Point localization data
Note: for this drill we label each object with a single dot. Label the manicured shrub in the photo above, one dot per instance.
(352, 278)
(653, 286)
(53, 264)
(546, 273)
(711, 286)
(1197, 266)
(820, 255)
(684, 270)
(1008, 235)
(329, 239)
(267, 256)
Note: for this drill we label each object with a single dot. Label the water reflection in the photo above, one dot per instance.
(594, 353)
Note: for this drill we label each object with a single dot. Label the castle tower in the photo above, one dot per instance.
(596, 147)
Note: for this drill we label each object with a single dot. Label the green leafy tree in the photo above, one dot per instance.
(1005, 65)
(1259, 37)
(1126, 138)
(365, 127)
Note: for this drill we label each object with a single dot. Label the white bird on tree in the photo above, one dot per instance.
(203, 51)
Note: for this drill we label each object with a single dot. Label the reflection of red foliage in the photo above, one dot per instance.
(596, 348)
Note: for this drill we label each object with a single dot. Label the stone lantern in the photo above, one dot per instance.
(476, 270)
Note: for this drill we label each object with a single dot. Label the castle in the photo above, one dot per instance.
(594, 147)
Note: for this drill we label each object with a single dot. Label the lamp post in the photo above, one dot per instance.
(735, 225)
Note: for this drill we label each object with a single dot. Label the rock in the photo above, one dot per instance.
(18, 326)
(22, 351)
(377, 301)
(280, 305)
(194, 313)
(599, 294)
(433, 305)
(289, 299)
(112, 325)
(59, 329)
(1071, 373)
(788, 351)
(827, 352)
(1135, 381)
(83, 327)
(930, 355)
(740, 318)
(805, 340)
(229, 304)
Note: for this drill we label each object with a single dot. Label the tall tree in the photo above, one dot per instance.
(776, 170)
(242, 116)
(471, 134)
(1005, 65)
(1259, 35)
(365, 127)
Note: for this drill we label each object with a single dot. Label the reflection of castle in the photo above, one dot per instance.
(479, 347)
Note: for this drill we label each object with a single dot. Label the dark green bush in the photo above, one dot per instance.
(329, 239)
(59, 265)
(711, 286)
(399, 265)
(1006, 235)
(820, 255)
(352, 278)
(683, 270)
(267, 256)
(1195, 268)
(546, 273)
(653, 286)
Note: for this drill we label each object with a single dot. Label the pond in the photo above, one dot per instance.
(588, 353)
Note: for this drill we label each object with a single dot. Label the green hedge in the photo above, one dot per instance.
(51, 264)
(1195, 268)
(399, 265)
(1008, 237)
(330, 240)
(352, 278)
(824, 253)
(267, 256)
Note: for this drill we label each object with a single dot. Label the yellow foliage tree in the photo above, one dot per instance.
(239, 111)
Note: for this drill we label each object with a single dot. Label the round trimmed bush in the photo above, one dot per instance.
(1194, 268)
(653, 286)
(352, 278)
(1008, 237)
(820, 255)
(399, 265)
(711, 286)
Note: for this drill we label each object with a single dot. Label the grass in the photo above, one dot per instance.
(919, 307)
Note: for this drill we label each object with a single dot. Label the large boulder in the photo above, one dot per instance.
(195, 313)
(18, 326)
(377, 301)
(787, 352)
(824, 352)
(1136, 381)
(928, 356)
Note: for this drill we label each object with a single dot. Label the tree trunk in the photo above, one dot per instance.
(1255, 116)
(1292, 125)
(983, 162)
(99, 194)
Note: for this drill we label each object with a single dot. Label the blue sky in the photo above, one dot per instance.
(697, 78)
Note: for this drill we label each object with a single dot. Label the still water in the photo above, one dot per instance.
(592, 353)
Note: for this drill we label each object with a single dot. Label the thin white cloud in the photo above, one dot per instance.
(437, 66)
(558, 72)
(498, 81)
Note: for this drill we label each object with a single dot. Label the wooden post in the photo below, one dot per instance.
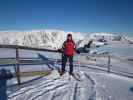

* _PROBLEM TO SOLVE_: Give back every record precisely as it stands, without the images.

* _ANSWER BOX_:
Note: for this drill we label each object with a single dot. Label the manicured shrub in the photo above, one dot per instance.
(352, 278)
(653, 286)
(53, 264)
(546, 273)
(711, 286)
(1197, 266)
(820, 255)
(684, 270)
(1008, 235)
(329, 239)
(267, 256)
Note: for this drill we label each object with a single dot. Label the water reflection in the photo above, one dot per instance.
(594, 353)
Note: for this drill we label each object with a single dot. Label the castle tower in the photo above, one dot per instance.
(596, 147)
Note: for this drill we label each object with a single dot. Label the green leafy tree in the photo above, one dot per instance.
(1005, 65)
(1259, 37)
(1126, 138)
(365, 127)
Note: for this drill we label each object with a single dot. Label the white bird on tree in the photo above, one dot per instance.
(203, 51)
Note: for this drill we label each object with a single dot. Label the reflection of red foliage in the photo above, one dot per instance.
(596, 348)
Note: for this drill we label each object with a single dot. Label the stone lantern in the photo above, one dot per instance.
(476, 270)
Note: for this drill we label each object with a single dot. Label the castle in the photo above, one dot per instance.
(594, 147)
Note: for this drill we label each object with a single dot. Label the lamp post in the photo above, one dot per instance.
(735, 225)
Note: for this drill we label each object with a single dot. Label the rock in the photo above, one dot per instance.
(18, 326)
(22, 351)
(377, 301)
(280, 305)
(194, 313)
(599, 294)
(433, 305)
(289, 299)
(112, 325)
(59, 329)
(1071, 373)
(788, 351)
(827, 352)
(1135, 381)
(83, 327)
(930, 355)
(740, 318)
(805, 340)
(229, 304)
Note: for this drill we label each object with a single dot. Label the tall tree in the photo above, one dot per instance.
(776, 170)
(242, 116)
(471, 134)
(1005, 65)
(1259, 35)
(365, 127)
Note: for this drill we label each object with a single dot. Label the reflection of castle in the photo above, one dot per instance.
(479, 347)
Note: for this drill we label each object with a single dot. Label the dark green bush in the photo above, one dot per instance.
(329, 239)
(59, 265)
(711, 286)
(399, 265)
(1006, 235)
(820, 255)
(352, 278)
(683, 270)
(267, 256)
(1195, 268)
(546, 273)
(653, 286)
Note: for this drill we label each object with a single dot. Label the pond in the photo above, one dot per instance.
(588, 353)
Note: for this drill we label each object with a single dot. Label the green hedge in the photo above, one dot per instance.
(51, 264)
(1195, 268)
(399, 265)
(1008, 237)
(330, 240)
(352, 278)
(824, 253)
(267, 256)
Note: for this drill we label each object with a single dot. Label the yellow foliage tree in the photo above, one dot per instance.
(239, 111)
Note: for this drill we label each object with a single dot. Label the round trimmed bush in the photo above, one dot per instance.
(1194, 268)
(653, 286)
(352, 278)
(1008, 237)
(820, 255)
(399, 265)
(711, 286)
Note: for this drill we label each object with a single dot. Label the grass in the photo above, one dot per instance.
(919, 307)
Note: for this drill we label each object with a single dot. Label the large boulder in the photo above, one dot per instance.
(195, 313)
(18, 326)
(377, 301)
(787, 352)
(824, 352)
(1136, 381)
(928, 356)
Note: for this drill we label each object with a single dot. Label the tree trunk in the photo above, one dot per instance.
(1255, 116)
(1292, 125)
(983, 162)
(99, 194)
Note: for this drill we label each object with a single dot. Label the blue sky in the photo above, one dot per instance.
(697, 78)
Note: for this drill we label each object with a single dot. Label the still water in the photo above, one dot per instance.
(592, 353)
Note: for this drill we label each object with a single dot. Label the thin white cloud in the photo above, one dot per instance.
(437, 66)
(558, 72)
(498, 81)
Note: for this drill we label each object with a single dot. Label the wooden post in the photo below, one dot per instance.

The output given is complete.